> [WHAT TO PRODUCE] Rewrite the material from the line with "Goal: detect all instances of headless" up to and including the line with "(362, 126), (450, 193)", requests included, and add 54 to every number in the answer box coordinates while leaving the requests and their sample coordinates unchanged. Output only those lines.

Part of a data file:
══════════

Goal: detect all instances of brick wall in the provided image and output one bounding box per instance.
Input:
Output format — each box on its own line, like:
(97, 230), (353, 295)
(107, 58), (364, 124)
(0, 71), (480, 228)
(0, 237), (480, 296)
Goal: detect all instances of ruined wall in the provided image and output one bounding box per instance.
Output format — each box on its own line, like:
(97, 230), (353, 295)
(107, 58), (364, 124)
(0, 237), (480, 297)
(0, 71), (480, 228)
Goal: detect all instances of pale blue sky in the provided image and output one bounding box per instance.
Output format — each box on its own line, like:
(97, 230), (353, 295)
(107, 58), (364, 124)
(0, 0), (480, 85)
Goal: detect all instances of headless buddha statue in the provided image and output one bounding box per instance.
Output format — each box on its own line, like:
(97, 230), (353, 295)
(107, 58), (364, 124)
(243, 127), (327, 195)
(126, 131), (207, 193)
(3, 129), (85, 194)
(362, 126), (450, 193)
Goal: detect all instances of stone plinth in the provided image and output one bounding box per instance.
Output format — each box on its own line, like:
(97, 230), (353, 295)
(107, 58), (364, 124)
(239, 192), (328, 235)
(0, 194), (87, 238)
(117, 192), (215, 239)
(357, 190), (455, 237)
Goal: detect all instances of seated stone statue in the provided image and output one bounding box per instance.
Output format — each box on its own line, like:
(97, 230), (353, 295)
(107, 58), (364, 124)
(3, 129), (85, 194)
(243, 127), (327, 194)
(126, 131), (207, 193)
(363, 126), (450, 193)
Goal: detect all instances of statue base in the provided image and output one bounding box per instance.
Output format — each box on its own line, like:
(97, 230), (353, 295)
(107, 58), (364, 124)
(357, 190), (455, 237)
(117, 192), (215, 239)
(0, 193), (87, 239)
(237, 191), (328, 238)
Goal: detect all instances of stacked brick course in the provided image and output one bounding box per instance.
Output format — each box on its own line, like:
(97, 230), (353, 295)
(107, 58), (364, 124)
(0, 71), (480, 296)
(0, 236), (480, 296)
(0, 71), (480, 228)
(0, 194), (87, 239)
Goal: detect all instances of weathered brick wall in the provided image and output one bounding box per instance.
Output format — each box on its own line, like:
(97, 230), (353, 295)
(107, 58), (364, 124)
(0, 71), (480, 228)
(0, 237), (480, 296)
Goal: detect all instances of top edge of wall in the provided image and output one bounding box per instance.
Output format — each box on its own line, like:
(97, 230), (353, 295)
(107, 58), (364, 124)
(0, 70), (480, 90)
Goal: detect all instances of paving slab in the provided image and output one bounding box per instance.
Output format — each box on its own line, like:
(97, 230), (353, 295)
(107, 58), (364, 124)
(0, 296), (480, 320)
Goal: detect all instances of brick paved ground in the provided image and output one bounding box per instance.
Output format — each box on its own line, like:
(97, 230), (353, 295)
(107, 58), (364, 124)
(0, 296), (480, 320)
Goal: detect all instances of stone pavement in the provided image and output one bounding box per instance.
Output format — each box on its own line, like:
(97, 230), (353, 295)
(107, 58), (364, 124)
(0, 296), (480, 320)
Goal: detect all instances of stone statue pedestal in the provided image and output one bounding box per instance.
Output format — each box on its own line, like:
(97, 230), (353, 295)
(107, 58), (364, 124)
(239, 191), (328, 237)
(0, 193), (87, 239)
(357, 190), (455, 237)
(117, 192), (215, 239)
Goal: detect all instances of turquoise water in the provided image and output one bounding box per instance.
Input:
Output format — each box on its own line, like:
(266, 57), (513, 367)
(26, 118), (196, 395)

══════════

> [RESULT FOR THIS EXERCISE]
Goal: detect all instances of headless buddha statue in the provided image and output one bounding box per instance.
Output format — each box on its own line, like:
(97, 230), (353, 295)
(107, 58), (364, 124)
(297, 181), (381, 249)
(180, 185), (261, 247)
(57, 183), (139, 248)
(416, 180), (504, 247)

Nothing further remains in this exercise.